71. If the facts of the situation are faced, it becomes clear that for the future of national health insurance there are three possibilities alone:

i)         to keep the approved society system with substantial inequalities of benefit and therefore with substantial inadequacy of benefit, either of cash or of treatment, for those who are not fortunate in their society ;

ii)            to break the association established in 1911 between national health insurance and industrial assurance, extending now to nearly half the insured population;

iii)          to convert industrial assurance itself from a competitive business into a public service.   The first possibility should by now be regarded as excluded by argument and evidence. The choice between the second and third possibilities depends upon many considerations, some of which are unconnected with health insurance;   they are discussed in Change 23 below and in Appendix D, and reasons, both of public policy and of administrative convenience, are given for preferring the third.   Not the least of the reasons is that this third course, more fully than any other course, would make it possible to retain for the service of insured persons the organising ability and the experience of the staff of all grades who now serve the Industrial Life Offices.

══════

§ Problem to solve
Resume the passage on the future of national health insurance, continuing it from its last sentence. The data that comes next is separate material and not part of the passage on national health insurance.

══════

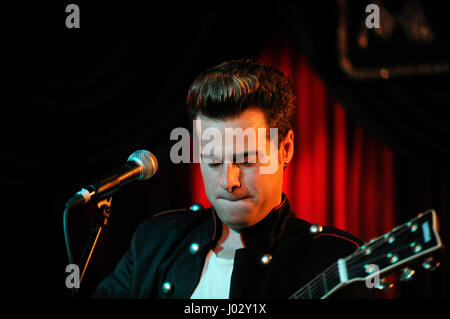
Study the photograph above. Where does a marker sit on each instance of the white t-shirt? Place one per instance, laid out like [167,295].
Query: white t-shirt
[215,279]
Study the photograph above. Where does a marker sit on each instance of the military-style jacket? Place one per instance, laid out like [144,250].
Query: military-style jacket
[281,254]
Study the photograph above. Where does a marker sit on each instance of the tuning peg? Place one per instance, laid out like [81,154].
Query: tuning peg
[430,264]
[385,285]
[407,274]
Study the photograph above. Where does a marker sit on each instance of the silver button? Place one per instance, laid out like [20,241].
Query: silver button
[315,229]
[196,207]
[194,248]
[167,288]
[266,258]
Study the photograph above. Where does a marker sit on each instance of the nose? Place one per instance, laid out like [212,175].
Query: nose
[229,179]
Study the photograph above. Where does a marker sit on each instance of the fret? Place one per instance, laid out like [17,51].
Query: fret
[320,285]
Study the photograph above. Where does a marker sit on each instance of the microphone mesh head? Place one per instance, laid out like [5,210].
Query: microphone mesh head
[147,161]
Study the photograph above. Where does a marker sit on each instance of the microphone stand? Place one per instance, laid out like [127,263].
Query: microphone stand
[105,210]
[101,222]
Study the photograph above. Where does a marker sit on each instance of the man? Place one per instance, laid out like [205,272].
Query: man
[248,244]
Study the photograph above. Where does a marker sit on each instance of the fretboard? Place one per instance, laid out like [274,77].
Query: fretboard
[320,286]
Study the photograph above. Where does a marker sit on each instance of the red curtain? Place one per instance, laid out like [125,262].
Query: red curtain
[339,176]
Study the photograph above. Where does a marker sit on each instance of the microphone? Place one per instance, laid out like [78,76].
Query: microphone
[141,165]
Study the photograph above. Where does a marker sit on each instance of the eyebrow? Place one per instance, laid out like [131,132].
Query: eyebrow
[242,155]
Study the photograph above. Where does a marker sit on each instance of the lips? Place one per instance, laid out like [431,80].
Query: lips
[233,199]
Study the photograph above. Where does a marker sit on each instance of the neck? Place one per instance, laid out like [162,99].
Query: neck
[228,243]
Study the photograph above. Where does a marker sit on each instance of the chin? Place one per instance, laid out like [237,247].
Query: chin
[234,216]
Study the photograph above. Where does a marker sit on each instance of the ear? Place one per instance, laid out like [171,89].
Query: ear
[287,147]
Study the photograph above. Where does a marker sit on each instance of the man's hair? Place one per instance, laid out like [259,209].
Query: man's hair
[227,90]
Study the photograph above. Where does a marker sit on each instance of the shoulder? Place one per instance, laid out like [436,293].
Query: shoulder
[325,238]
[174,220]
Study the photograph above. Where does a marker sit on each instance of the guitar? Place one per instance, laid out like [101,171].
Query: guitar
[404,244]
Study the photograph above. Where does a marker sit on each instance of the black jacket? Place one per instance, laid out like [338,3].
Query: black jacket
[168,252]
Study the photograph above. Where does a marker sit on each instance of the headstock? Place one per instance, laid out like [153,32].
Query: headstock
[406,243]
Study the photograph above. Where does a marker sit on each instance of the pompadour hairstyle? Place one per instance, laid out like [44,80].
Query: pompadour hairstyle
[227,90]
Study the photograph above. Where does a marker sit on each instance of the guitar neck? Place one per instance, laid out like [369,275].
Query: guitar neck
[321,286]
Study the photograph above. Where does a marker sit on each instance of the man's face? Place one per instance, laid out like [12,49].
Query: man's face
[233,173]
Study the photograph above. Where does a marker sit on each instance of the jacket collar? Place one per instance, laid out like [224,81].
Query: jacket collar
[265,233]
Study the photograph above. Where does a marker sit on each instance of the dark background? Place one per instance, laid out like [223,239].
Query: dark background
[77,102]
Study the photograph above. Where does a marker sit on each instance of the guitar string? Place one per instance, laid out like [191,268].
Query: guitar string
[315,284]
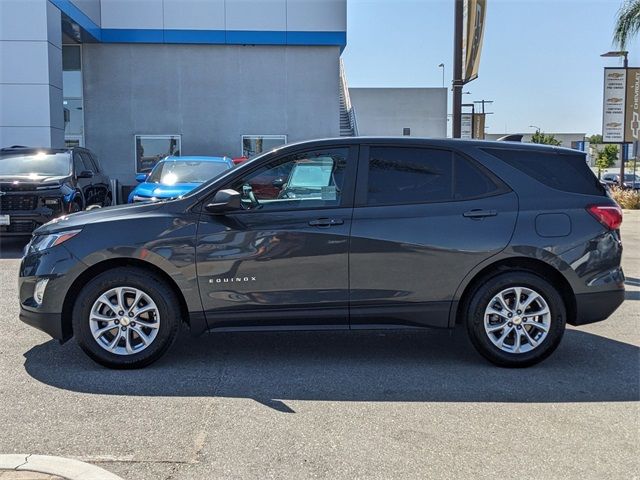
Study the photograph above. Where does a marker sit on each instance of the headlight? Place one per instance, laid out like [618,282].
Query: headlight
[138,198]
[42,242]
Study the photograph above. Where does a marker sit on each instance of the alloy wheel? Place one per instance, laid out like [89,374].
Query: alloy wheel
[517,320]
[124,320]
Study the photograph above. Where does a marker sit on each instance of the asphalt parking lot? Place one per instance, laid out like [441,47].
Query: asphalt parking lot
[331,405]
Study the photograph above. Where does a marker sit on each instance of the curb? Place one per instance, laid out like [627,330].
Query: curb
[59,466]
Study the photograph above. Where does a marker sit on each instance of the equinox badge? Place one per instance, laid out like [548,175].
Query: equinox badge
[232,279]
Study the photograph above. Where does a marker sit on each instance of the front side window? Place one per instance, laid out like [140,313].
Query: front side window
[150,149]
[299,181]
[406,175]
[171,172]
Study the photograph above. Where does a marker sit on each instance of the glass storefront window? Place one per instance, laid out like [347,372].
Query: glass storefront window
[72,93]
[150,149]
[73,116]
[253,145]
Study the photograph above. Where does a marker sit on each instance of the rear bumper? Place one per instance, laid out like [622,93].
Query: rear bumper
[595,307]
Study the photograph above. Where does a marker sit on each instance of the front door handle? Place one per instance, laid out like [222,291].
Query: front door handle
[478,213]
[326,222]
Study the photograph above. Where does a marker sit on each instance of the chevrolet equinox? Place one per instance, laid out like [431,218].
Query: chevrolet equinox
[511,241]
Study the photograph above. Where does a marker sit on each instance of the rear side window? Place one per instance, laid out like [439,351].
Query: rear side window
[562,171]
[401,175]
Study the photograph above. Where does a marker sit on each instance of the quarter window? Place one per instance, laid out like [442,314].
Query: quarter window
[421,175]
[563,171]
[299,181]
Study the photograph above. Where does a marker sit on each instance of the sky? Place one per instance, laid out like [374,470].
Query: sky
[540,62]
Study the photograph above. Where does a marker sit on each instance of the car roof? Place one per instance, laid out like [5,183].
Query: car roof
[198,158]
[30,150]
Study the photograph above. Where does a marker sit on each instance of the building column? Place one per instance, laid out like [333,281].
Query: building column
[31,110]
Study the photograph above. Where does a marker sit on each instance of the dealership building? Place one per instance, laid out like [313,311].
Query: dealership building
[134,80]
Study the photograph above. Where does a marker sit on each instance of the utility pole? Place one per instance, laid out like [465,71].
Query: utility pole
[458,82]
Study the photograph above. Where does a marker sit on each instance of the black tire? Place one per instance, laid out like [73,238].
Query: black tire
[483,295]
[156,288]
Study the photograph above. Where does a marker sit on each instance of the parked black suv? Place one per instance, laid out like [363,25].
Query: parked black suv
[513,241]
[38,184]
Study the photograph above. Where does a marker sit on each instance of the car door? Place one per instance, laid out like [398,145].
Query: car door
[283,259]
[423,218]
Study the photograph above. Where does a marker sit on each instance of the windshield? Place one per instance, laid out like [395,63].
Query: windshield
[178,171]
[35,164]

══════

§ Response to this exercise
72. As is shown above, there is no need, in ending the present approved society system, to break or even to weaken appreciably the close relation that has existed hitherto between the administration of State insurance for sickness and of voluntary insurance for the same purpose.    If the reasons given for bringing the approved society system as such to an end are accepted by the Government and Parliament, it is to be hoped that those voluntary organisations with which the arrangements suggested could appropriately be made will be willing to join in them and to continue to serve the people both in voluntary and in State insurance. But these arrangements, though desirable, are not an essential part of the scheme.   If it should appear to the Friendly Societies and Trade Unions that, under the new scheme of social security, they could serve their members best by confining themselves to voluntary insurance, managing their own affairs only and not those of the State as well, they would be free to take this course.   In that event, in place of the suggested arrangements there would be no difficulty in organising, for these members and for all other insured persons, decentralised administration of disability benefit as part of the work of the Ministry of Social Security, taking over whatever staffs were available for this purpose from Approved Societies of every type ;   there are arguments, on merits, for making sick visiting a unified national service, as it is in effect in Northern Ireland, and in associating it with nursing service.    The suggestion made for arrangements with Friendly Societies and Trade Unions giving sickness benefit to replace the present system of Approved Societies, and to continue in substance under a slightly different form, the association of these organisations with State insurance, is eminently desirable.   But it is not essential in the Plan for Social Security, and if for any reason it does not commend itself it can be omitted, in favour of national administration throughout of a national service.    It is included, therefore, as one of the bracketed proposals of the Report.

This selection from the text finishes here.